▸ **Input records**
%%
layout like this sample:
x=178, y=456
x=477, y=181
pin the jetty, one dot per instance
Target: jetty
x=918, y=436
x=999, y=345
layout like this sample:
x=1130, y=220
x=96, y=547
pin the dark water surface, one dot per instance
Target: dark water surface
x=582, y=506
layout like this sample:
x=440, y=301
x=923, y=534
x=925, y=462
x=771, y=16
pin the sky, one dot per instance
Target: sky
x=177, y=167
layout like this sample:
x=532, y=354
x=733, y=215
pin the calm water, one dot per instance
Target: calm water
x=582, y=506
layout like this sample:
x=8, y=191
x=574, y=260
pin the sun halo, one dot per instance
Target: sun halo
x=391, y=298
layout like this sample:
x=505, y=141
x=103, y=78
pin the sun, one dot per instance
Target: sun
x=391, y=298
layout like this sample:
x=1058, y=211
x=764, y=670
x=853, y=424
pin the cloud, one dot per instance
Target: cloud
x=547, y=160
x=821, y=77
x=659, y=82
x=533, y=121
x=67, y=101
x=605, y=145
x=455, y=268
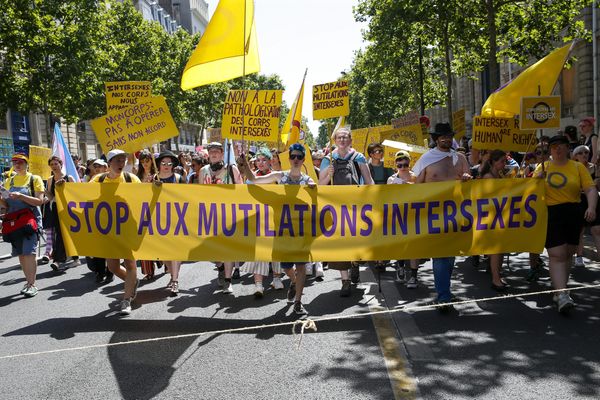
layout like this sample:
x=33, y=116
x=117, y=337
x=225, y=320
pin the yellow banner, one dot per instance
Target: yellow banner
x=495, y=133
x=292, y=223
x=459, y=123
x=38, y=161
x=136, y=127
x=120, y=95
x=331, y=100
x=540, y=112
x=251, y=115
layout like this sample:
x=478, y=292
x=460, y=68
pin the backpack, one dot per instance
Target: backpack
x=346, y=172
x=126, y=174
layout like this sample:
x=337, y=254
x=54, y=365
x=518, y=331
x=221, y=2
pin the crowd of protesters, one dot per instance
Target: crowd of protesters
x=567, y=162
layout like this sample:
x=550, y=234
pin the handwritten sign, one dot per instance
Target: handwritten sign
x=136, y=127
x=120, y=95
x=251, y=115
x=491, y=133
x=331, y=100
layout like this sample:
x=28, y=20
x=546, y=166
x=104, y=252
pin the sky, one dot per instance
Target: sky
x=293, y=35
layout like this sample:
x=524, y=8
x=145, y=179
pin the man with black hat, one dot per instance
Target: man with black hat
%%
▸ **Problem statement**
Please render all the records above as a Markdown table with the columns No. and Text, giving each line its own numbered row, leaving out blank lines and the pictures.

▸ **Answer to the exercise**
| No. | Text |
|---|---|
| 1 | layout like this sample: |
| 2 | x=178, y=456 |
| 3 | x=477, y=181 |
| 4 | pin the jetty, one dot per instance |
| 5 | Target: jetty |
| 6 | x=918, y=436 |
| 7 | x=999, y=345 |
| 8 | layout like this sample: |
| 9 | x=1130, y=220 |
| 10 | x=96, y=547 |
| 11 | pin the dark water surface, one dot per instance |
| 12 | Target: dark water surface |
| 13 | x=582, y=506 |
| 14 | layout like this sample: |
| 15 | x=440, y=301 |
| 16 | x=923, y=534 |
| 17 | x=925, y=462 |
| 18 | x=771, y=16 |
| 19 | pin the sky, one dot per instance |
| 20 | Target: sky |
| 21 | x=177, y=167 |
| 22 | layout like this sample: |
| 23 | x=532, y=354 |
| 24 | x=733, y=215 |
| 25 | pin the calm water, one dot per instance |
| 26 | Target: calm water |
| 27 | x=582, y=506 |
| 28 | layout like this sample: |
| 29 | x=8, y=191 |
| 30 | x=574, y=260 |
| 31 | pin the sun halo, one dot per instance |
| 32 | Target: sun halo |
| 33 | x=391, y=298 |
| 34 | layout like this sample: |
| 35 | x=505, y=141 |
| 36 | x=103, y=78 |
| 37 | pin the sun, one dot per instance |
| 38 | Target: sun |
| 39 | x=391, y=298 |
| 40 | layout like this sample: |
| 41 | x=1058, y=211 |
| 42 | x=764, y=670 |
| 43 | x=853, y=424 |
| 44 | pin the cloud, one dot per instance |
| 45 | Target: cloud |
| 46 | x=547, y=160 |
| 47 | x=821, y=77 |
| 48 | x=659, y=82 |
| 49 | x=533, y=121 |
| 50 | x=67, y=101 |
| 51 | x=605, y=145 |
| 52 | x=455, y=268 |
| 53 | layout like this sample: |
| 54 | x=33, y=116 |
| 55 | x=117, y=337 |
| 56 | x=225, y=320 |
| 57 | pin the yellow banner, one dot per instance |
| 58 | Target: yellow banner |
| 59 | x=495, y=133 |
| 60 | x=292, y=223 |
| 61 | x=459, y=123 |
| 62 | x=38, y=161 |
| 63 | x=136, y=127 |
| 64 | x=120, y=95 |
| 65 | x=331, y=100 |
| 66 | x=540, y=112 |
| 67 | x=251, y=115 |
| 68 | layout like this sample: |
| 69 | x=478, y=292 |
| 70 | x=460, y=68 |
| 71 | pin the backpack, one dot per instance |
| 72 | Target: backpack |
| 73 | x=346, y=172 |
| 74 | x=126, y=174 |
| 75 | layout like this sample: |
| 76 | x=337, y=254 |
| 77 | x=54, y=365 |
| 78 | x=518, y=331 |
| 79 | x=221, y=2 |
| 80 | pin the crowd of protesters, one dot per instance |
| 81 | Target: crowd of protesters |
| 82 | x=567, y=162 |
| 83 | layout like this sample: |
| 84 | x=550, y=234 |
| 85 | pin the handwritten sign, one dot per instance |
| 86 | Target: handwritten sign |
| 87 | x=136, y=127 |
| 88 | x=120, y=95 |
| 89 | x=251, y=115 |
| 90 | x=491, y=133 |
| 91 | x=331, y=100 |
| 92 | layout like this sample: |
| 93 | x=28, y=20 |
| 94 | x=546, y=166 |
| 95 | x=104, y=252 |
| 96 | pin the sky, one dot per instance |
| 97 | Target: sky |
| 98 | x=293, y=35 |
| 99 | layout like this sample: |
| 100 | x=524, y=8 |
| 101 | x=145, y=179 |
| 102 | pin the man with black hat, one dot per instance |
| 103 | Target: man with black hat |